Copy out the records below word for word, beginning at the line that contains "of the thin" and continuing through the line that contains "Query: thin twig".

::: Source records :::

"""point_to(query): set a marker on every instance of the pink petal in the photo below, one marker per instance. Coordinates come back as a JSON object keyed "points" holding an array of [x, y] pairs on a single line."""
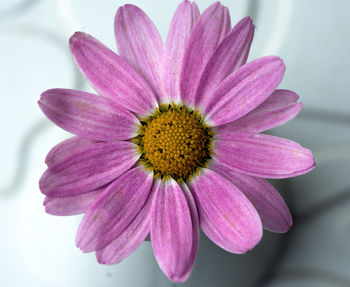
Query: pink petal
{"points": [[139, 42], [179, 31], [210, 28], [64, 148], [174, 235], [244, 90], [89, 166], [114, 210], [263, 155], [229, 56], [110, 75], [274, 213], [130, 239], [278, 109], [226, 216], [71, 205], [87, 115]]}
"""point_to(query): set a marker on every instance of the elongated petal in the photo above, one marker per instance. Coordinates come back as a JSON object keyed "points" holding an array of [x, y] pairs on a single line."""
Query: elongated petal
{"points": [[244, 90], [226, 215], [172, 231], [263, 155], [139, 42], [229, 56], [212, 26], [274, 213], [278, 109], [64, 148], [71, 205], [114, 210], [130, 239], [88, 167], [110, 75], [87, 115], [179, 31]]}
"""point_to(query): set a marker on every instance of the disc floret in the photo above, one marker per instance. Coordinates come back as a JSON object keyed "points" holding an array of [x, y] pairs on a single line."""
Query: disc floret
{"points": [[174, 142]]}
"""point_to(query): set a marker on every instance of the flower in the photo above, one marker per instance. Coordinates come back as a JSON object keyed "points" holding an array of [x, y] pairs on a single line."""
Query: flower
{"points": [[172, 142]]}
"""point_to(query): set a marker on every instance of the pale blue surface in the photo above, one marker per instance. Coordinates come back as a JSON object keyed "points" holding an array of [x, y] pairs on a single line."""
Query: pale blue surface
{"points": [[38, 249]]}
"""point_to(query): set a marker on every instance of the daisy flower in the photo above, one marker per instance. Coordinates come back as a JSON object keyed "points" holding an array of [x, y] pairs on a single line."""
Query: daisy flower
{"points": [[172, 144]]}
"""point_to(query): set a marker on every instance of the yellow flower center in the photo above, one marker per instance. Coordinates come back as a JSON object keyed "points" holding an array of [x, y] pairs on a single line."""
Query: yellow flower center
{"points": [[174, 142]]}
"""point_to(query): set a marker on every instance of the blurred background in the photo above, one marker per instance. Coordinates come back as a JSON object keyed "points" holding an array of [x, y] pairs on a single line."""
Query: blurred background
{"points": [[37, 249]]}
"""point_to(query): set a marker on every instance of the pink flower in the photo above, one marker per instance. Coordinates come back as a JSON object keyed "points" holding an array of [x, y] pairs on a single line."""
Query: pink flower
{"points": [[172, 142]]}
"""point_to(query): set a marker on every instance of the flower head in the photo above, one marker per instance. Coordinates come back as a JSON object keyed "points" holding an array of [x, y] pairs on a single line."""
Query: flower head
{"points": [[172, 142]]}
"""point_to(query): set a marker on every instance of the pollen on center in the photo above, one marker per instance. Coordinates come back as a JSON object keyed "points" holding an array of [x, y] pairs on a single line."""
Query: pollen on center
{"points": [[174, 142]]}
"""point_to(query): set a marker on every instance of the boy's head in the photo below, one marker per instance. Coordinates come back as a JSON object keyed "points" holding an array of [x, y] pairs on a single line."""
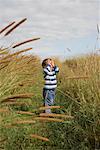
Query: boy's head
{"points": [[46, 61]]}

:::
::: Source records :::

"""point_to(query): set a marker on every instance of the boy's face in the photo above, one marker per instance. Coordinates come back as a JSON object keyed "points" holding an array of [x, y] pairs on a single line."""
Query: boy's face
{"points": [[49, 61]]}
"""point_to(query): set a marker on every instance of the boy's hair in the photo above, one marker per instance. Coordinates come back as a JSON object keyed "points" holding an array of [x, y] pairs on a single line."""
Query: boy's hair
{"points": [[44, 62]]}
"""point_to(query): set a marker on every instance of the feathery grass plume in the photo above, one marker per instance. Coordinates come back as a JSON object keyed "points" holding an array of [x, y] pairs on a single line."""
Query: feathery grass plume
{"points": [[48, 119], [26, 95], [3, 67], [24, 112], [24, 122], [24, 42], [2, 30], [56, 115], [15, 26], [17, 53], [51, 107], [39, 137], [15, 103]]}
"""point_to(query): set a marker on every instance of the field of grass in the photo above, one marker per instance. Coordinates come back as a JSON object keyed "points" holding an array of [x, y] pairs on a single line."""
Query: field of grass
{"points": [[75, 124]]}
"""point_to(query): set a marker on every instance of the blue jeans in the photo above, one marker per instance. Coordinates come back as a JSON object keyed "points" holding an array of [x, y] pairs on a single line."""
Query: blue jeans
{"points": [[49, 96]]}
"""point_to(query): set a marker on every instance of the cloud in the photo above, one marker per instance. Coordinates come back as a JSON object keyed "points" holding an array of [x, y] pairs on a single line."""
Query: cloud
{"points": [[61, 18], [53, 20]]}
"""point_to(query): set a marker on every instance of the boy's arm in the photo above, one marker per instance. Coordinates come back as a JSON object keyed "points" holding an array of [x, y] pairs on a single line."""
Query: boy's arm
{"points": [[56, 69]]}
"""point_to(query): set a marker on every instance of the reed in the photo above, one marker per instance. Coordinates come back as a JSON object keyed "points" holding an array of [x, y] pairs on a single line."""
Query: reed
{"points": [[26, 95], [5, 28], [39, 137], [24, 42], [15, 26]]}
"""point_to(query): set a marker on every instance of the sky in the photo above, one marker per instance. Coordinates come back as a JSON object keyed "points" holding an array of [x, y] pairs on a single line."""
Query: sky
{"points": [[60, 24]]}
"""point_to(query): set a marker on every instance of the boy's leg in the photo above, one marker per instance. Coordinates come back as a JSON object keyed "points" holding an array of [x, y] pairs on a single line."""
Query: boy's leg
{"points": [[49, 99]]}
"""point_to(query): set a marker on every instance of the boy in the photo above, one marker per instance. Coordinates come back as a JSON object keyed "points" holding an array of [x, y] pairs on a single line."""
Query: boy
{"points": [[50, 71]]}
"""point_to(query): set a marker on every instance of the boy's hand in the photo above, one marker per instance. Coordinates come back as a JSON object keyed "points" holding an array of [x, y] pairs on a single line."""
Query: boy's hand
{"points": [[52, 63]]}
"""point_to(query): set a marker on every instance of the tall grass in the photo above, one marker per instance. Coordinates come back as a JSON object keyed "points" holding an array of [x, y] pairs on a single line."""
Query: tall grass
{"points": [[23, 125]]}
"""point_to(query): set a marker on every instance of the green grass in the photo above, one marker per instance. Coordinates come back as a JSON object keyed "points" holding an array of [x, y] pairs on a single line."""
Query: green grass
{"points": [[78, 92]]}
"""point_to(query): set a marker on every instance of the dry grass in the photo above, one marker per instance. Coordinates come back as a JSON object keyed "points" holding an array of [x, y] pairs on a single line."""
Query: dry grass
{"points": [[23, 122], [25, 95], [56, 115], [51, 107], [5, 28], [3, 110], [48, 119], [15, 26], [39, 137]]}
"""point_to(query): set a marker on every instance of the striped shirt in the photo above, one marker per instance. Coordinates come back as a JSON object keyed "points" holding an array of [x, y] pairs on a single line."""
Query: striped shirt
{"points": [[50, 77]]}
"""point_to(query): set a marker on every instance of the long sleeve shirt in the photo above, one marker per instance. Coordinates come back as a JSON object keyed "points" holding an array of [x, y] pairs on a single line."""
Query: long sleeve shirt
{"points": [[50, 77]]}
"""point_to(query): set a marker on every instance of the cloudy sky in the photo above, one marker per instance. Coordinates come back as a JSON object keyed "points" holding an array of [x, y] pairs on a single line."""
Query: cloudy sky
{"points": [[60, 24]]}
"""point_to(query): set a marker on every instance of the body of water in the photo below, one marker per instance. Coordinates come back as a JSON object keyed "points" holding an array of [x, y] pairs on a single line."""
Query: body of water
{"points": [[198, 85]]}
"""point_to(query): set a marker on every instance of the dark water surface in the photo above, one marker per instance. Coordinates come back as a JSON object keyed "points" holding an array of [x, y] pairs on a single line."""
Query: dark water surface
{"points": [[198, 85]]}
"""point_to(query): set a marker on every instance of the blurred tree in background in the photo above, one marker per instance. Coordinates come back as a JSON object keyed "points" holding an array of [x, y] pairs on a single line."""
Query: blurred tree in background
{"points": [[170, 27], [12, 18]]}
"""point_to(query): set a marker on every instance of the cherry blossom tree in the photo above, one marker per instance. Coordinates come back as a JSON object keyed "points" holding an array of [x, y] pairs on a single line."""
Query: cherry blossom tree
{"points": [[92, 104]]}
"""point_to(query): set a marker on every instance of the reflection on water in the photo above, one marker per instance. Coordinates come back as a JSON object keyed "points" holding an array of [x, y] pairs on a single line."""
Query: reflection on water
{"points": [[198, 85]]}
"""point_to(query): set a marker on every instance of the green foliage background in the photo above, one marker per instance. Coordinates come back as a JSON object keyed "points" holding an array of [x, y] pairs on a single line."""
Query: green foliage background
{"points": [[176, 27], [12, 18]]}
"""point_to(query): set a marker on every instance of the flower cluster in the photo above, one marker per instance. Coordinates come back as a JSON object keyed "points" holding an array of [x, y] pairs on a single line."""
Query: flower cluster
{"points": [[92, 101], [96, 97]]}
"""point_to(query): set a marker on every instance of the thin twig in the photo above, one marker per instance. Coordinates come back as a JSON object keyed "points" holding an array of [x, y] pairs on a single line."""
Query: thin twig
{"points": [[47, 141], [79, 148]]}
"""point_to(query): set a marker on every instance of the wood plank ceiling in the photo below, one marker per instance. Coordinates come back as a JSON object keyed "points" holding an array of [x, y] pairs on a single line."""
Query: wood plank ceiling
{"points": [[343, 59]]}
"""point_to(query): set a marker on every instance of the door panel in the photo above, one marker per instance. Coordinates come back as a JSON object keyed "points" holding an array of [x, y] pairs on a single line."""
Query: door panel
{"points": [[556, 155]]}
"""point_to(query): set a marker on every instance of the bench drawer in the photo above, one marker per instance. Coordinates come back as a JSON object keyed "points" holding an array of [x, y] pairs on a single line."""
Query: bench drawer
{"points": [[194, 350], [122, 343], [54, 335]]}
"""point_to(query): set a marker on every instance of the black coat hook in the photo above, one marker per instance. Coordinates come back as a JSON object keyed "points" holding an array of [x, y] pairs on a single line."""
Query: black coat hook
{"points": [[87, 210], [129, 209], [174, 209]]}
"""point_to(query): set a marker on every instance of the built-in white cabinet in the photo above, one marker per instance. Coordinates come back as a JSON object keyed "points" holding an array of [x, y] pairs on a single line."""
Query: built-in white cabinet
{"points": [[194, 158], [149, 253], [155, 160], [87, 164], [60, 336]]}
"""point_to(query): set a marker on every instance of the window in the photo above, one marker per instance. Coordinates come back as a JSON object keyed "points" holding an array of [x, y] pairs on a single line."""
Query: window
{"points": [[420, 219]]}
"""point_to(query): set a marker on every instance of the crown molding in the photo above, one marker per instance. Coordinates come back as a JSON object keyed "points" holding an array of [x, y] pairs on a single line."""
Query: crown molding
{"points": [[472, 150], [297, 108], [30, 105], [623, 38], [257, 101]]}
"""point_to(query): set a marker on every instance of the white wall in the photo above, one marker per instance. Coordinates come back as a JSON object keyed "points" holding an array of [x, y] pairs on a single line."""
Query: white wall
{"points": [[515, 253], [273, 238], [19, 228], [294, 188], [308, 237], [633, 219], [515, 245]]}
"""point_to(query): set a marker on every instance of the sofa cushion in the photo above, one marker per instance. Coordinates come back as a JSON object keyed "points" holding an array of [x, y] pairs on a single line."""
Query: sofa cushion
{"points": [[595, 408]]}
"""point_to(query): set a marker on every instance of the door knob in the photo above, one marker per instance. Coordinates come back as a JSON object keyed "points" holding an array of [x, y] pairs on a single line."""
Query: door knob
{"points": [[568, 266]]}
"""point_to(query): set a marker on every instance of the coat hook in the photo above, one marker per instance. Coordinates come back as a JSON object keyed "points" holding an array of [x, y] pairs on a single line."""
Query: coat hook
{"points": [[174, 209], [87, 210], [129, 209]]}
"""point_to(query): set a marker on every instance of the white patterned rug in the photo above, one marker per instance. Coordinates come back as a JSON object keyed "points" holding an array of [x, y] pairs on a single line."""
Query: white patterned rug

:::

* **Worked answer**:
"""point_to(query): set a marker on every instance of the thin twig in the photo above, one marker per instance. Coordinates come back as a JSON object keyed "points" holding an array of [x, y] pairs on a single line."""
Query: thin twig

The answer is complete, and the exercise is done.